Exercise details:
Which lines in the rows below contain the word "blind"? Find each one and copy it out in full.

----- Available records

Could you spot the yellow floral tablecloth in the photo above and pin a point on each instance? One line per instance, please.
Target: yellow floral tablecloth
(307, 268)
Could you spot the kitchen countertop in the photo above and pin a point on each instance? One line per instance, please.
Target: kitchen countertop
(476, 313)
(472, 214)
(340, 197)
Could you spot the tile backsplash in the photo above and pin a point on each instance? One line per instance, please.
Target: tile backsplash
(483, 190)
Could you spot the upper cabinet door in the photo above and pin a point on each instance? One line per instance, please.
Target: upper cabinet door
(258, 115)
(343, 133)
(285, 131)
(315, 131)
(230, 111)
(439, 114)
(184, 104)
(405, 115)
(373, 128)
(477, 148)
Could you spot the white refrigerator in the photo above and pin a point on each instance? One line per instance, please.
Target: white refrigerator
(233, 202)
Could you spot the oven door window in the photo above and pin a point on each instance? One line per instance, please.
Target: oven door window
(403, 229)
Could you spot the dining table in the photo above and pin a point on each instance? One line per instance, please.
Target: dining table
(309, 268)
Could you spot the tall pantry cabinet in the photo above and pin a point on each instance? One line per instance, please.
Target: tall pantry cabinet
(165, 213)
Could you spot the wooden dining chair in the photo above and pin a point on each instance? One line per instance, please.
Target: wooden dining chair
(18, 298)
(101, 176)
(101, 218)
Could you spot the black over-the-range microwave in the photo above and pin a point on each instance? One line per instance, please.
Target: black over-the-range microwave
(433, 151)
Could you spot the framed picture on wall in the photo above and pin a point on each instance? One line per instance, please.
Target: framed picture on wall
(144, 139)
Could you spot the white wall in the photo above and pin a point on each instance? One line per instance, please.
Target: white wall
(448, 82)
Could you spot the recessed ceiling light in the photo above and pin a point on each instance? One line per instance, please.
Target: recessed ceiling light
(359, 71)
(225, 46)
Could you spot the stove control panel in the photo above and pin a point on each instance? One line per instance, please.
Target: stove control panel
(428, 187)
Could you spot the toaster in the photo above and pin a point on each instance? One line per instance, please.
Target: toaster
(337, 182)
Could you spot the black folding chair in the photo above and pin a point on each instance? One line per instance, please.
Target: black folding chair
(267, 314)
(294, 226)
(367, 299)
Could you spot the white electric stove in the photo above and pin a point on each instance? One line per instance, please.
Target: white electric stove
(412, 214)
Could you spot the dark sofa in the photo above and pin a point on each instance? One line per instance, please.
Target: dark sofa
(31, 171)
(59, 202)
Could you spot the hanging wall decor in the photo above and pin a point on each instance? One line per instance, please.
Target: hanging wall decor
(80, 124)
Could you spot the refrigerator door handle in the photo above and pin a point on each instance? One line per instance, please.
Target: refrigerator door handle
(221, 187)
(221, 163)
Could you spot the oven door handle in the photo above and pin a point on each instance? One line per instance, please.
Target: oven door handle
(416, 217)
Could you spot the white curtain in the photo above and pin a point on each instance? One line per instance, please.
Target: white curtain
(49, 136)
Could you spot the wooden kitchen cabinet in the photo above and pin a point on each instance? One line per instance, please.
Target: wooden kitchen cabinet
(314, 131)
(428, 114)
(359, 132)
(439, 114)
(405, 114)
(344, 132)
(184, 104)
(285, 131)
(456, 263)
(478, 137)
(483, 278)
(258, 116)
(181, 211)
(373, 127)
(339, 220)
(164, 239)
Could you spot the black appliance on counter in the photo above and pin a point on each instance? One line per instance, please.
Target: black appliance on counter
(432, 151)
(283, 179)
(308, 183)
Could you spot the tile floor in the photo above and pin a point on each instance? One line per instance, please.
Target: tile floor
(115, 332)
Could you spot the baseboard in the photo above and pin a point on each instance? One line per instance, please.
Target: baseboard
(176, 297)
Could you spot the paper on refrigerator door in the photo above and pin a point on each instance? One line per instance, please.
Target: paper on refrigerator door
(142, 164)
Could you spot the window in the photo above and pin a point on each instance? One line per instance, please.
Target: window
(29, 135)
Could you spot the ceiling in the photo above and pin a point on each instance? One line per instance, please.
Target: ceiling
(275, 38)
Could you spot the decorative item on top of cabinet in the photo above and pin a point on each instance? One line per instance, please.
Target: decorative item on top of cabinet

----------
----- Available records

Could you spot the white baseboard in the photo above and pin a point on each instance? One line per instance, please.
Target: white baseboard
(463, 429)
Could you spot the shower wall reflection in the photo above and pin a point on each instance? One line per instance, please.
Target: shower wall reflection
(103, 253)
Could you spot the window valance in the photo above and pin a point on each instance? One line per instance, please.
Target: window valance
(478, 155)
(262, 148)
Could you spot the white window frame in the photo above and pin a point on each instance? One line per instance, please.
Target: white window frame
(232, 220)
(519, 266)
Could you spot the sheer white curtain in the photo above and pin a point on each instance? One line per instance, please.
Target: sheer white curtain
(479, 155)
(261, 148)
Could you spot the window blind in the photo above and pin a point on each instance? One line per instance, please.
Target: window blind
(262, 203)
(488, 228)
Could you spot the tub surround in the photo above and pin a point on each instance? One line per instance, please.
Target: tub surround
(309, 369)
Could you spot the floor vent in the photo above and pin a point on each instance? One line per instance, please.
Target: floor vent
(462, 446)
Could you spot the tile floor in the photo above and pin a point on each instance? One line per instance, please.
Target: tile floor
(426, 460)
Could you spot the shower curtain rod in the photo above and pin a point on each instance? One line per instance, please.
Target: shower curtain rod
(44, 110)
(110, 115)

----------
----- Available records

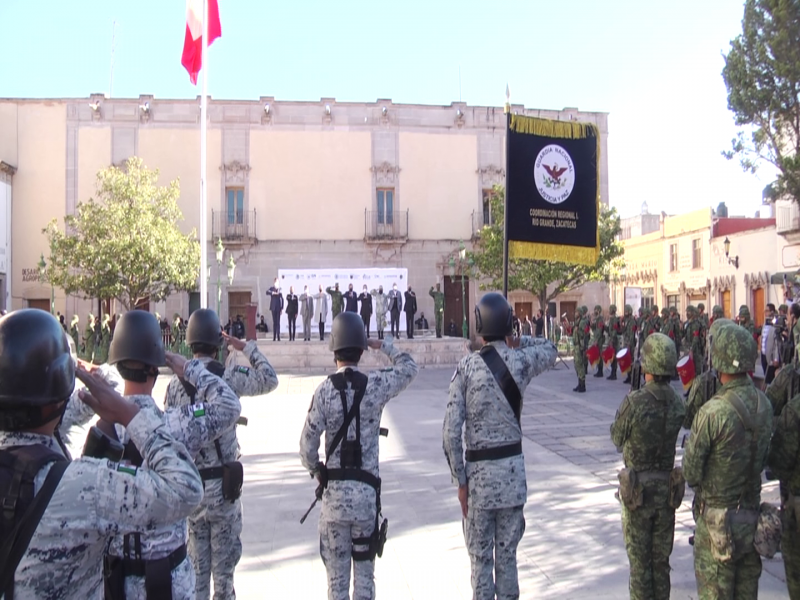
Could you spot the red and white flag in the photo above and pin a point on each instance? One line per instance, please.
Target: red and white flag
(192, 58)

----------

Result of the task:
Could you spot the window blind in the photo above and pin a point on each instance? One line per instance, please.
Target: window blind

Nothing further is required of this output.